» **Ne bekleniyor**:
Aşağıdaki tiyatro yazısında "Farklı ebat ve" sözlerinin geçtiği yerle açılıp "Dinar da öyle." ile kapanan kısmı hiç değiştirmeden aynen yaz.
══ Belge ══
Olayların neredeyse nefes aralığı vermeden arka arkaya koşturduğu hikâyede; sahnedeki dört oyuncu müthiş bir hızla kostümden kostüme, kişiden kişiye, rolden role girip çıkıyor. Sahne ve ışık tasarımından canlı müziğe her detay da bu koşturmacada tıkır tıkır bir senkronda buluşuyor. Ortaya nerdeyse her anıyla güldüren, hiç olmadı gülümseten, avantür komedi tadında, benzerlerine sahnelerimizde pek rastlamadığımız bir iş çıkıyor.
Farklı ebat ve biçimlerde basamaklarla kaplı sahnenin (Basamaklar 39 buçuk adetler elbette!) solunda bizi enstrümanlarıyla Vehbi Can Uyaroğlu karşılıyor. Uyaroğlu’nun etkileyici performansı, oyuna pek çok sahnede eşlik edecek canlı müziği, hikâyenin beşinci anlatıcısı haline dönüşmüş. Keza perdeye yaptığı ışık oyunları (oyuna mekânsal, zamansal işaretler iliştiriyorlar bu şekilde) başta olmak üzere oyuncuları sahnenin matrak kıvamına uygun şekillerde asiste eden Ömer Dinar da öyle.
Ana kadro, yani bu tarihi yol ve casusluk macerasını türlü saçma/komik detayla aktaranlar ise Pelin Abay, Berk Yaygın, Murat Akkoyunlu ve Deniz Özmen. Dört oyuncu kılıktan kılığa girip dört başı mamur bir komedi performansı sergiliyor. Basamakların üstünde, gerisinde, önünde, perdede gölgede ve ışık oyunları yaparak, boş alanları göstermeci biçimde, oyunda ihtiyaç duydukları mekân ve aksesuarlara dönüştürerek… Kısacası teatralliğin tüm olanaklarını kullanarak bize soluksuz bir komedi macerası sergiliyorlar.
═══
══ Verilen bilgiler ══
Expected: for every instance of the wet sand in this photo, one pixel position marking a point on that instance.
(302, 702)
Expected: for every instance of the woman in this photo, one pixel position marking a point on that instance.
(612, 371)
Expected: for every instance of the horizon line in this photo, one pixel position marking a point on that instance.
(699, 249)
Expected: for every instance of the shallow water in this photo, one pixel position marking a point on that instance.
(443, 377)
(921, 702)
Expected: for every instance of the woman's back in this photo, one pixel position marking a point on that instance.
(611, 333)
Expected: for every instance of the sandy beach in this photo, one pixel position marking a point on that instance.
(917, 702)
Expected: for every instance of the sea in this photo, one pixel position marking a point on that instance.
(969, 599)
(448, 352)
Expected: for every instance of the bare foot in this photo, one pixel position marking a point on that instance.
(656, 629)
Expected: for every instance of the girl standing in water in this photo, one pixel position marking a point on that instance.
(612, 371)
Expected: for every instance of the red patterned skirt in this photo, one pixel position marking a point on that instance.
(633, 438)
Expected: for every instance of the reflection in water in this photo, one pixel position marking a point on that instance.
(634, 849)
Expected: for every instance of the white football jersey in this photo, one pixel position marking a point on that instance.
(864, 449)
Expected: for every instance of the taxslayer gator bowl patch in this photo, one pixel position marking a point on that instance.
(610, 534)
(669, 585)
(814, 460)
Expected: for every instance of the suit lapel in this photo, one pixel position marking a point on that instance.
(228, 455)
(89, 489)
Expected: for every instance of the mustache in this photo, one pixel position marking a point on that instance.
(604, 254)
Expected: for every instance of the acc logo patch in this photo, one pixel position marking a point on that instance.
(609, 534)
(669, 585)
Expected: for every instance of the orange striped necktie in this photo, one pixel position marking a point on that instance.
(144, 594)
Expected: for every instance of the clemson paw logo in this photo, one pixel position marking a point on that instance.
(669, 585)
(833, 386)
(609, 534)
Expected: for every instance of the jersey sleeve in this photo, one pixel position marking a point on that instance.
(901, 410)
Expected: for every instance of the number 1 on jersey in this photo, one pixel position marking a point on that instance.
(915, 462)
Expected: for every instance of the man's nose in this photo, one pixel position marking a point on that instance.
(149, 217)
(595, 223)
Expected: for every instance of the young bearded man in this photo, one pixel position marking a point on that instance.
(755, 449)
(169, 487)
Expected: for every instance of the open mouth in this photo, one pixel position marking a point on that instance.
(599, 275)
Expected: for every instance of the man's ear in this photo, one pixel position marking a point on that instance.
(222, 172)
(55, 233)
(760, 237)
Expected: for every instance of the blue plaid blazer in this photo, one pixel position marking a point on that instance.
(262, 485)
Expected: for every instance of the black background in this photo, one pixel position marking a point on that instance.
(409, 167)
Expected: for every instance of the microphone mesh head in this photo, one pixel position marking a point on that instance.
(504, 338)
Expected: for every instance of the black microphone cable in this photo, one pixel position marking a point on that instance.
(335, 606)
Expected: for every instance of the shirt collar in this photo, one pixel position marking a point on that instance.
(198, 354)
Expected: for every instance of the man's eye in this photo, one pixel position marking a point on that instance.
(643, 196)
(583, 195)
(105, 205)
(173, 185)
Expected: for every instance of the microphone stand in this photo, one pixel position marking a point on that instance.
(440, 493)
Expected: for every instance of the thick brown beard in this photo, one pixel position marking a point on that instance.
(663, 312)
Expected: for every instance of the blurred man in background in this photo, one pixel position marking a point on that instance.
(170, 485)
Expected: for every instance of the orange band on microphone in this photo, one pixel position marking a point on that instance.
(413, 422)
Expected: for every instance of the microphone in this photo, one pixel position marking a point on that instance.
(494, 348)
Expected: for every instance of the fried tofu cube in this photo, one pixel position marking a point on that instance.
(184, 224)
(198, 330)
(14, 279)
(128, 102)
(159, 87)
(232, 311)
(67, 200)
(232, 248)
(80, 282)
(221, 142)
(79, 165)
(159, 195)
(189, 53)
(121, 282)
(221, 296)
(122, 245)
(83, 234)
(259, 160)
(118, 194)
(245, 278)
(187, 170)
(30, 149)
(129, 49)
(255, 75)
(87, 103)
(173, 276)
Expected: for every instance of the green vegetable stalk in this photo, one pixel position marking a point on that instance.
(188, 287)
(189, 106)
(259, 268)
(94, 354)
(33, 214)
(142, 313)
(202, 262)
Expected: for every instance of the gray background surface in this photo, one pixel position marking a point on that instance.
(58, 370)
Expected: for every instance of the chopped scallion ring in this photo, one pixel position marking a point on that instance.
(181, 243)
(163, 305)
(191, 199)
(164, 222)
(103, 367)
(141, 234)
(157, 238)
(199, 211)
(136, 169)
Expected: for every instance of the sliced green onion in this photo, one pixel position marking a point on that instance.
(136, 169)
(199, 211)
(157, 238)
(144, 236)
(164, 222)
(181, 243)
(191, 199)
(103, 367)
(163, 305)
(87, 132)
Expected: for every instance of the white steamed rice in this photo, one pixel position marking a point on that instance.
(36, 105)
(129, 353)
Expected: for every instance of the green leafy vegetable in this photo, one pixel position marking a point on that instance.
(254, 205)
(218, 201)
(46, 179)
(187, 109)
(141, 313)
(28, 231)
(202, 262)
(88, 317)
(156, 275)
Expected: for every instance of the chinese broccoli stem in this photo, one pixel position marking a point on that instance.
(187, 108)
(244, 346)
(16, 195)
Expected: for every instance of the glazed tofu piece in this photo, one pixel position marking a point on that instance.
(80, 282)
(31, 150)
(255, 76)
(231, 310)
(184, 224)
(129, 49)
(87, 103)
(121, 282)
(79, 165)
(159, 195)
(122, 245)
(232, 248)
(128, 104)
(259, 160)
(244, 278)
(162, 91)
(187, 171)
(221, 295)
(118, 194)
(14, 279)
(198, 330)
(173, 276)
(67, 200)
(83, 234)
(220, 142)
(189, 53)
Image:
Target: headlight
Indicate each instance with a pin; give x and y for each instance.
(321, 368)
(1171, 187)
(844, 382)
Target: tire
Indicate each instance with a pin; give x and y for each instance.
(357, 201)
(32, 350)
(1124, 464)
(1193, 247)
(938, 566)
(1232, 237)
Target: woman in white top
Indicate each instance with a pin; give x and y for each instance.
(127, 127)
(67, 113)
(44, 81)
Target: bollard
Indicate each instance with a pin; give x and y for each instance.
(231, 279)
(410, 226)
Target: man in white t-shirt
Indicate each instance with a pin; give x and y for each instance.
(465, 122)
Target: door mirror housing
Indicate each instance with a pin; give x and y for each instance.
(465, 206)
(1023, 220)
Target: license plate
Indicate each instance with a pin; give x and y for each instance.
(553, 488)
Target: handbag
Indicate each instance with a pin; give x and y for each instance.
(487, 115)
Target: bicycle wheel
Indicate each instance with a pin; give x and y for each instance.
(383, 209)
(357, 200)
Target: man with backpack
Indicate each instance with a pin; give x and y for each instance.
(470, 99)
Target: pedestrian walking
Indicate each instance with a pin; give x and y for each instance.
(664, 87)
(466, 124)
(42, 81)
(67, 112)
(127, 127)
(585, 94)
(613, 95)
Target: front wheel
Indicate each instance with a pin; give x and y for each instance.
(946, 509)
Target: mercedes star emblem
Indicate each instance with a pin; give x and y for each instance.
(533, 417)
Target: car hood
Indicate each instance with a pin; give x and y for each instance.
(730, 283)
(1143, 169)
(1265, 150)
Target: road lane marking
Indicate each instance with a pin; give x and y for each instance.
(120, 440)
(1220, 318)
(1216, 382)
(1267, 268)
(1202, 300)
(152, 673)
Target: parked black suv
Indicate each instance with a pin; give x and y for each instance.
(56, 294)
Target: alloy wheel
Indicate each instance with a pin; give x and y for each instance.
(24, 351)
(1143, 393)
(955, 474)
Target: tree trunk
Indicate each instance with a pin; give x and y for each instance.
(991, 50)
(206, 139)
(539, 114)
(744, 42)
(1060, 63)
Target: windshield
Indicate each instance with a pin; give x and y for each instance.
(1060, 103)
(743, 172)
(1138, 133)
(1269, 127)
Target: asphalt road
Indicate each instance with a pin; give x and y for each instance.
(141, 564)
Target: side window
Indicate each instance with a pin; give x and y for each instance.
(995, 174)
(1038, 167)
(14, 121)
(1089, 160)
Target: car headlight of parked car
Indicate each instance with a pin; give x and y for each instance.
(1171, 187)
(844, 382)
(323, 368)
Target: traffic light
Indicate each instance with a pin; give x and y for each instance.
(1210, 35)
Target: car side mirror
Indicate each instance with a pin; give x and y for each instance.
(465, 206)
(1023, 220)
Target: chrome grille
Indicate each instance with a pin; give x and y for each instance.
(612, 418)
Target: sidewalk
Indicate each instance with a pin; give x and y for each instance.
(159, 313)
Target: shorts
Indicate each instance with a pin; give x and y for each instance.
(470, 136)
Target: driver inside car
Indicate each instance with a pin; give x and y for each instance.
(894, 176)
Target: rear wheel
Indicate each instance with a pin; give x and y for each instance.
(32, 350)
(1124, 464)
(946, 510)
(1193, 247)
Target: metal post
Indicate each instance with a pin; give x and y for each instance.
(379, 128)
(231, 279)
═══
» **Görevin sonucu**:
Farklı ebat ve biçimlerde basamaklarla kaplı sahnenin (Basamaklar 39 buçuk adetler elbette!) solunda bizi enstrümanlarıyla Vehbi Can Uyaroğlu karşılıyor. Uyaroğlu’nun etkileyici performansı, oyuna pek çok sahnede eşlik edecek canlı müziği, hikâyenin beşinci anlatıcısı haline dönüşmüş. Keza perdeye yaptığı ışık oyunları (oyuna mekânsal, zamansal işaretler iliştiriyorlar bu şekilde) başta olmak üzere oyuncuları sahnenin matrak kıvamına uygun şekillerde asiste eden Ömer Dinar da öyle.